INSTRUCTIONS FOR THE TASK >>
Rewrite the data from the line containing "instance, sample <point>428,214</point>." through the line containing "<point>113,240</point>", keeping every line, and add 23 to both coordinates of each point that stands alone on its line. Leave the sample points unchanged.

ENTRIES SUPPLIED >>
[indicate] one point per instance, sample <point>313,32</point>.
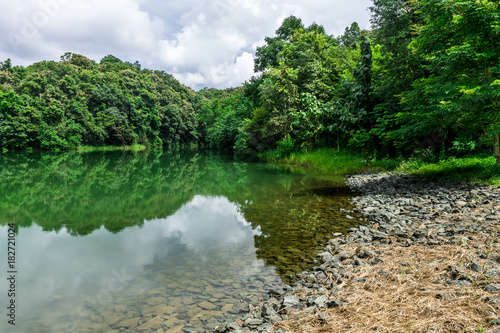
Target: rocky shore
<point>428,259</point>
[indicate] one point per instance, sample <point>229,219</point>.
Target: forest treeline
<point>426,76</point>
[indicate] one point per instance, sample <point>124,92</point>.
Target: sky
<point>203,43</point>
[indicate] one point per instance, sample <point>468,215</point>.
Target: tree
<point>459,41</point>
<point>351,36</point>
<point>266,56</point>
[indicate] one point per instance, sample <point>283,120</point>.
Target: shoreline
<point>427,260</point>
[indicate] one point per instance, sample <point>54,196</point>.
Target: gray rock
<point>492,288</point>
<point>320,301</point>
<point>290,300</point>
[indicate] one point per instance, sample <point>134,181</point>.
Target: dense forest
<point>426,77</point>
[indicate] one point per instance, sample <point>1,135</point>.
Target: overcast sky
<point>203,43</point>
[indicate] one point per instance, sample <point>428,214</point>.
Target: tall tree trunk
<point>496,147</point>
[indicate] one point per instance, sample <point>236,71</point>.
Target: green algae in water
<point>113,240</point>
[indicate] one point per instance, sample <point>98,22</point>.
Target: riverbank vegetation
<point>424,81</point>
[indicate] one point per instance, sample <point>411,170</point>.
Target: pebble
<point>401,210</point>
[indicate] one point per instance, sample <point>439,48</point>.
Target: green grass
<point>328,160</point>
<point>472,169</point>
<point>135,147</point>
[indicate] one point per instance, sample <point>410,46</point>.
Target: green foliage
<point>473,169</point>
<point>62,105</point>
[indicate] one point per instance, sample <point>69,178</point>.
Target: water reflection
<point>94,274</point>
<point>100,231</point>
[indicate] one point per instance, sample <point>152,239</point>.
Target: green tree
<point>266,56</point>
<point>459,41</point>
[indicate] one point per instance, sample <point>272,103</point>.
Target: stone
<point>150,325</point>
<point>320,301</point>
<point>492,288</point>
<point>290,301</point>
<point>252,322</point>
<point>207,305</point>
<point>128,323</point>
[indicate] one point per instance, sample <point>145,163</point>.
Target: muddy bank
<point>428,259</point>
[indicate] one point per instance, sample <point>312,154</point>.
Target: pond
<point>122,241</point>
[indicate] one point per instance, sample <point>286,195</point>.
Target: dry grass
<point>409,292</point>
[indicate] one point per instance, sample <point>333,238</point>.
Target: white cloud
<point>203,43</point>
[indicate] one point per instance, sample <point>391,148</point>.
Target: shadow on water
<point>110,239</point>
<point>83,192</point>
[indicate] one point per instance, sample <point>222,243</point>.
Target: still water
<point>123,241</point>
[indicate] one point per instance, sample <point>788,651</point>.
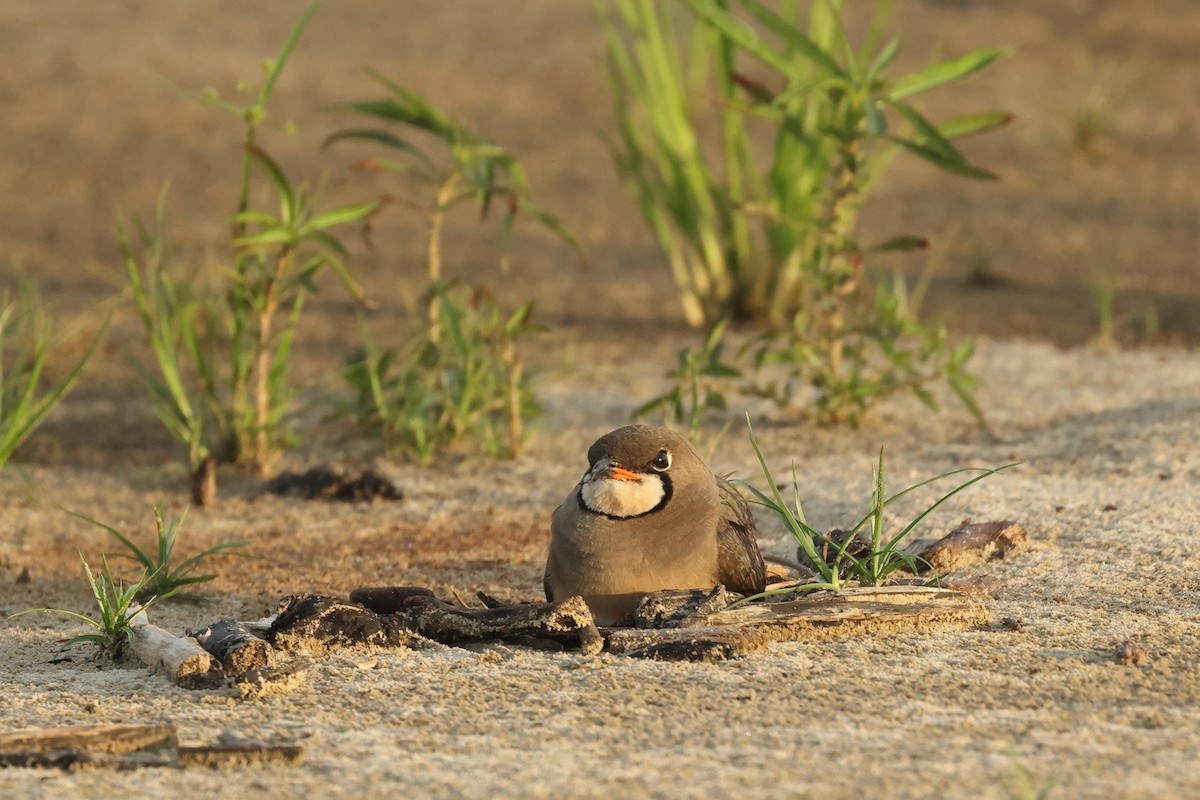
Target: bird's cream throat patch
<point>623,498</point>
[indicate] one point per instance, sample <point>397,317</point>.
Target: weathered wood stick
<point>975,542</point>
<point>747,629</point>
<point>91,738</point>
<point>387,600</point>
<point>235,647</point>
<point>185,661</point>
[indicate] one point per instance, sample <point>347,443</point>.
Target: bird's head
<point>635,470</point>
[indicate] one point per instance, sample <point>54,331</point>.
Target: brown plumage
<point>647,516</point>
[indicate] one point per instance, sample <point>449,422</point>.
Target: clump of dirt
<point>324,483</point>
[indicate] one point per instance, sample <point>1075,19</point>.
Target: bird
<point>649,515</point>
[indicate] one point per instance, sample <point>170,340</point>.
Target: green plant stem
<point>442,204</point>
<point>263,362</point>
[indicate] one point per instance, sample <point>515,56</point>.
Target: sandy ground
<point>1107,491</point>
<point>1107,438</point>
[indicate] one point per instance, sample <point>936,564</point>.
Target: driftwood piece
<point>569,618</point>
<point>181,657</point>
<point>235,647</point>
<point>316,624</point>
<point>131,746</point>
<point>751,627</point>
<point>681,608</point>
<point>975,543</point>
<point>109,739</point>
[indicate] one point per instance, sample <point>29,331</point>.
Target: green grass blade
<point>940,74</point>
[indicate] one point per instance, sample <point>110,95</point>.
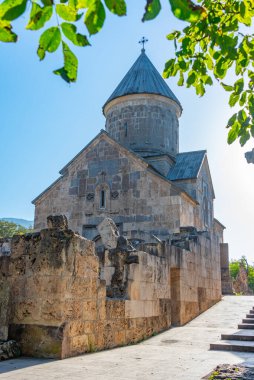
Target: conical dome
<point>142,78</point>
<point>142,113</point>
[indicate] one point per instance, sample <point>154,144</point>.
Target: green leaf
<point>39,16</point>
<point>70,69</point>
<point>233,133</point>
<point>70,31</point>
<point>12,9</point>
<point>6,35</point>
<point>186,10</point>
<point>243,99</point>
<point>227,87</point>
<point>47,2</point>
<point>49,41</point>
<point>238,86</point>
<point>232,120</point>
<point>152,9</point>
<point>181,80</point>
<point>173,35</point>
<point>233,99</point>
<point>244,137</point>
<point>242,116</point>
<point>220,68</point>
<point>66,12</point>
<point>169,68</point>
<point>200,89</point>
<point>95,17</point>
<point>191,78</point>
<point>117,7</point>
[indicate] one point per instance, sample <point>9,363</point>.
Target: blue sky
<point>45,122</point>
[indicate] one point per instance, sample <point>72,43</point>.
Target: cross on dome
<point>143,41</point>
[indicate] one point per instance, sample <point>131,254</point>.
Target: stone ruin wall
<point>59,299</point>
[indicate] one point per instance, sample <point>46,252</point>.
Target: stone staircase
<point>241,340</point>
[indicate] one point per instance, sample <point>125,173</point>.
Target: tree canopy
<point>215,43</point>
<point>234,267</point>
<point>8,229</point>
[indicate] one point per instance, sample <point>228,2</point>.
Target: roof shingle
<point>143,78</point>
<point>187,165</point>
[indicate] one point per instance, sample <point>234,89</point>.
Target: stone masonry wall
<point>144,123</point>
<point>195,280</point>
<point>57,305</point>
<point>59,299</point>
<point>135,198</point>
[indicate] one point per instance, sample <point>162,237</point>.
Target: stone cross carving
<point>143,41</point>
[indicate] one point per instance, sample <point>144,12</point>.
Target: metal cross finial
<point>143,41</point>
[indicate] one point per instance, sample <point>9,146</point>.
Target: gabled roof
<point>143,78</point>
<point>142,161</point>
<point>187,165</point>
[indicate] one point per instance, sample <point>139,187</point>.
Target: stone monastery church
<point>126,243</point>
<point>133,171</point>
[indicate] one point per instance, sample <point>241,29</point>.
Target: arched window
<point>102,199</point>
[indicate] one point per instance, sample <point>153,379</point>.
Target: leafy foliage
<point>234,267</point>
<point>211,46</point>
<point>8,229</point>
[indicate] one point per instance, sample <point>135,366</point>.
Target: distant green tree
<point>234,267</point>
<point>8,229</point>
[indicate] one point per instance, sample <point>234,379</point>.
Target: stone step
<point>246,326</point>
<point>242,335</point>
<point>233,345</point>
<point>248,320</point>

PROBLEM SOLUTION >>
[indicate] one point per instance, sample <point>428,214</point>.
Target: tall tree trunk
<point>519,170</point>
[indicate] one point per instance, sample <point>236,71</point>.
Target: green algae in water
<point>136,263</point>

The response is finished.